> WORK TO BE COMPLETED
Return every line of the material below that contains the string "debris". Case counts.

-- Start DATASET ENTRIES --

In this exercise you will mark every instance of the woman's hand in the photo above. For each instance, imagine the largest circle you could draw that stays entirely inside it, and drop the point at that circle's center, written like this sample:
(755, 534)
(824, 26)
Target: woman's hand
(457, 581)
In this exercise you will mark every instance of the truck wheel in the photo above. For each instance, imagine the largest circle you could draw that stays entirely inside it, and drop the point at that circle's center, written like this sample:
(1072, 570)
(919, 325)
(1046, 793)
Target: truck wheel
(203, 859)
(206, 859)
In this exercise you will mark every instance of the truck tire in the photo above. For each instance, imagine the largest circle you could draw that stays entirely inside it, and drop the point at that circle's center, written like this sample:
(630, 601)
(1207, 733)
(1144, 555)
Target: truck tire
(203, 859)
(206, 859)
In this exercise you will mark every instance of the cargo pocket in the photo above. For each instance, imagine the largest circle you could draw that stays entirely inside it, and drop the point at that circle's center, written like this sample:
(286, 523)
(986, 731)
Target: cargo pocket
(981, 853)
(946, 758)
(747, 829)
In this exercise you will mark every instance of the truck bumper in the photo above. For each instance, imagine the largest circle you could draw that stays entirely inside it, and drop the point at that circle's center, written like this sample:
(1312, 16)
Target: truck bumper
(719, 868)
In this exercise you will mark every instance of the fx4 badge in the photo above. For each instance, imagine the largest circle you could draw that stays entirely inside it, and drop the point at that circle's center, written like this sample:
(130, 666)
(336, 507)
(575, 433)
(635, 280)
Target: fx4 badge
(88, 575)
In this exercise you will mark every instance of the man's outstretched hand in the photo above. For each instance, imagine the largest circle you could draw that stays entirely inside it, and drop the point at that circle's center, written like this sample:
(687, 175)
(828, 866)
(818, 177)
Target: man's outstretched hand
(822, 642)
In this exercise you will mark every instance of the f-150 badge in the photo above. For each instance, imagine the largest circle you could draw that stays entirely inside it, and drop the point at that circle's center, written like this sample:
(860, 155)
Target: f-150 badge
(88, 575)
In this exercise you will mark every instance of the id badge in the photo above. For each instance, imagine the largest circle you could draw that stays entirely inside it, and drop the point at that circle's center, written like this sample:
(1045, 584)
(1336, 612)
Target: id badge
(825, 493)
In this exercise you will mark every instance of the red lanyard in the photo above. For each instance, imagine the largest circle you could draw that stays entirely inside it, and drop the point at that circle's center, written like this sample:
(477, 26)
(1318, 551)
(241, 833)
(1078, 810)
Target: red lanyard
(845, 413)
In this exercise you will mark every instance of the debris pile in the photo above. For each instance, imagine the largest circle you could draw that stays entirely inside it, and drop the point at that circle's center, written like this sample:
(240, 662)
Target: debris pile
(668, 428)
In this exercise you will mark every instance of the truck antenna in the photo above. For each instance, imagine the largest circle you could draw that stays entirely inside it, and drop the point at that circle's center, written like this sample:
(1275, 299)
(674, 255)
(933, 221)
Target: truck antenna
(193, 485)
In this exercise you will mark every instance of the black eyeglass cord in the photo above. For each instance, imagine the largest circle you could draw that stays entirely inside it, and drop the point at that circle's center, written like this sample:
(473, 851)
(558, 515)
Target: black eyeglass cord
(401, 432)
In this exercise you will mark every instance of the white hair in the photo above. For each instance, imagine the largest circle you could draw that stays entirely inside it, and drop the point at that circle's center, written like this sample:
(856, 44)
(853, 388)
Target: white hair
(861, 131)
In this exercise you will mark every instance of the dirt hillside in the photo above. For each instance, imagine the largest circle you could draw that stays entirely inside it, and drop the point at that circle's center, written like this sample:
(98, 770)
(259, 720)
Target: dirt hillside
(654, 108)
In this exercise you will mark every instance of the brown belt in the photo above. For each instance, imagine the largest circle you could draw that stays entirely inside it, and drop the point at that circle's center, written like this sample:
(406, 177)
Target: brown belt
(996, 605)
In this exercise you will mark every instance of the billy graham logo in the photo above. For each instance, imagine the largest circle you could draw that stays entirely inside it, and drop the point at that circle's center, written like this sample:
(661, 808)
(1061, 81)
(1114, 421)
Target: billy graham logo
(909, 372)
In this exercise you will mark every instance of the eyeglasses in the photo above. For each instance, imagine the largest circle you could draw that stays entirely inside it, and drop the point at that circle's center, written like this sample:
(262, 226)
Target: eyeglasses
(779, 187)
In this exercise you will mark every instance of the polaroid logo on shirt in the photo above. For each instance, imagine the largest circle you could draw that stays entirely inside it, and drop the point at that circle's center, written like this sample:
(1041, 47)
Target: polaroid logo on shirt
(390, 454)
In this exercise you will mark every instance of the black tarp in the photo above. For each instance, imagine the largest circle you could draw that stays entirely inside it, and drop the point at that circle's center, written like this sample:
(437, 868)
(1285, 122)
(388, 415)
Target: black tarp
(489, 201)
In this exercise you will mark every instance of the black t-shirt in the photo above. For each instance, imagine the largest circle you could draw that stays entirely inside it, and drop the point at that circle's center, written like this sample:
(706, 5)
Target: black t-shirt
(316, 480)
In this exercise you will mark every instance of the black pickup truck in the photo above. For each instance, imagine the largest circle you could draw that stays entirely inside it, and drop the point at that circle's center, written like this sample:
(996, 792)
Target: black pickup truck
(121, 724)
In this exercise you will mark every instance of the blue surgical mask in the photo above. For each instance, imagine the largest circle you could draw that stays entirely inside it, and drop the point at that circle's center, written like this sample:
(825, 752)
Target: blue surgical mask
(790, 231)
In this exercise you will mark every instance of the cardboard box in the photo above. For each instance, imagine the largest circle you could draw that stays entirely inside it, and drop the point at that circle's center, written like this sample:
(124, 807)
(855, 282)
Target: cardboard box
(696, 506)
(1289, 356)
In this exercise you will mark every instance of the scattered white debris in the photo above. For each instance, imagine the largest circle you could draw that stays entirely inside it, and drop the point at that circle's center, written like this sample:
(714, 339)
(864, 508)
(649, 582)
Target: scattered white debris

-- End DATASET ENTRIES --
-- Start DATASET ENTRIES --

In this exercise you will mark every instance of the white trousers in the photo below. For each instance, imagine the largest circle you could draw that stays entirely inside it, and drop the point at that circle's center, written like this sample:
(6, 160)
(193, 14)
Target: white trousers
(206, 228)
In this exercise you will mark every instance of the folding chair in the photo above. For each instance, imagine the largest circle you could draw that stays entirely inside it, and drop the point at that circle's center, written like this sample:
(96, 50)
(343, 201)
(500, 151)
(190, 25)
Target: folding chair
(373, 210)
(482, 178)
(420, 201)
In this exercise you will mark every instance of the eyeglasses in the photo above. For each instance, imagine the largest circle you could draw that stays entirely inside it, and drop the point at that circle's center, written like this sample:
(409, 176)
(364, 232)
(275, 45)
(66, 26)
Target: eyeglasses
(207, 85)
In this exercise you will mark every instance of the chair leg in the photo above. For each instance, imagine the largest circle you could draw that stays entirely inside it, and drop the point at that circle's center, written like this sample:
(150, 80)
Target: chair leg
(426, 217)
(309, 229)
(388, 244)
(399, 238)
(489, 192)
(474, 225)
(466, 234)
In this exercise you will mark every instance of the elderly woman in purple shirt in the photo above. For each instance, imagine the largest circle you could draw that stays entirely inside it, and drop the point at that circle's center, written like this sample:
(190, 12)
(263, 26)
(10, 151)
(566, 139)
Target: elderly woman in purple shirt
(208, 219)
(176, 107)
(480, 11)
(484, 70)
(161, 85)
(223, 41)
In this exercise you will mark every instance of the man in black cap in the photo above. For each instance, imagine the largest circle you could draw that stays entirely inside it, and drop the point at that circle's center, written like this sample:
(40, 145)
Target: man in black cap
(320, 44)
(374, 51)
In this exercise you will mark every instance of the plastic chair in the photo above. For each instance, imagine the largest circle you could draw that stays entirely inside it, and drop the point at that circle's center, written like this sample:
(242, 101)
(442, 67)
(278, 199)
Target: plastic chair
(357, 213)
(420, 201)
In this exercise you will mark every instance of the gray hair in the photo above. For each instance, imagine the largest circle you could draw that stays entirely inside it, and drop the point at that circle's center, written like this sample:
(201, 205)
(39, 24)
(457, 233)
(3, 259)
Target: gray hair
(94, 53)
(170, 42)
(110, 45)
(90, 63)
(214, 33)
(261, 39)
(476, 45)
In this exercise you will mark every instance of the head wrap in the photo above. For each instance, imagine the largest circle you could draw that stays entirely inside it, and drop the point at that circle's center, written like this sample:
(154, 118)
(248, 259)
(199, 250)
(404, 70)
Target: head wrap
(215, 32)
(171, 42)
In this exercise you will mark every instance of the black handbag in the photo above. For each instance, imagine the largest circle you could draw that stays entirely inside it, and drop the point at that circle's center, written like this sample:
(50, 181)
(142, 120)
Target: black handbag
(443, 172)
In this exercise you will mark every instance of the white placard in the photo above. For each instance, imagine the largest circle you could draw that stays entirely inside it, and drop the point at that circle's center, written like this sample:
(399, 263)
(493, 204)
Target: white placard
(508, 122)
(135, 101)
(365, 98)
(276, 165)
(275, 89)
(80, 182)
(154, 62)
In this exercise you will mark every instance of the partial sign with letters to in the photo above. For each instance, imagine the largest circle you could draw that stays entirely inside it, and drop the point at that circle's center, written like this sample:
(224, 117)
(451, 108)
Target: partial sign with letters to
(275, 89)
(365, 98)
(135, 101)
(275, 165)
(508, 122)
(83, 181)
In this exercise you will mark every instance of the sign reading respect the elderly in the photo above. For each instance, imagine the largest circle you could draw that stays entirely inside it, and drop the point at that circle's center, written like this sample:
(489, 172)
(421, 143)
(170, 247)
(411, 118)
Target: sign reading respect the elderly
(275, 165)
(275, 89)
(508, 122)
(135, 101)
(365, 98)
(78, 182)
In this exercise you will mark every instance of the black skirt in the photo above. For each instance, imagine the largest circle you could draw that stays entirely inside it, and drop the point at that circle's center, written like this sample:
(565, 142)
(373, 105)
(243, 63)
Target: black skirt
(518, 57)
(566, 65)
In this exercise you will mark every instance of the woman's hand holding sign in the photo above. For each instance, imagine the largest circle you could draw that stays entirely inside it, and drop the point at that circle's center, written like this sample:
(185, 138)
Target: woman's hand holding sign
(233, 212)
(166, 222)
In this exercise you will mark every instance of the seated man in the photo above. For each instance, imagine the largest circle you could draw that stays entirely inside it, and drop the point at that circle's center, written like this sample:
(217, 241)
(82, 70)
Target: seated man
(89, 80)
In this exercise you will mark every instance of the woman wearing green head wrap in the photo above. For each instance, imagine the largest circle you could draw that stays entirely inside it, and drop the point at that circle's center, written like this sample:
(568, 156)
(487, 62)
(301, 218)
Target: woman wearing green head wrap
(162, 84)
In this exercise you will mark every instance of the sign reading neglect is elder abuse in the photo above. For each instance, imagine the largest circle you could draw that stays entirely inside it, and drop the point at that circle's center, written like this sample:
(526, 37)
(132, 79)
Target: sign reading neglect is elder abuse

-- End DATASET ENTRIES --

> WORKED SOLUTION
In this exercise you will mark every instance of the debris pile in the photo above. For each instance, imagine the largest circle you could draw that stays entirely inside it, and drop the point at that circle's center, written like this sample:
Target: debris pile
In this exercise you will mark every instance of the scattered white debris in the photo above. For each instance, imagine the largest circle you could draw that stays entirely inside it, and drop the point at that circle's center, written like this sample:
Target: scattered white debris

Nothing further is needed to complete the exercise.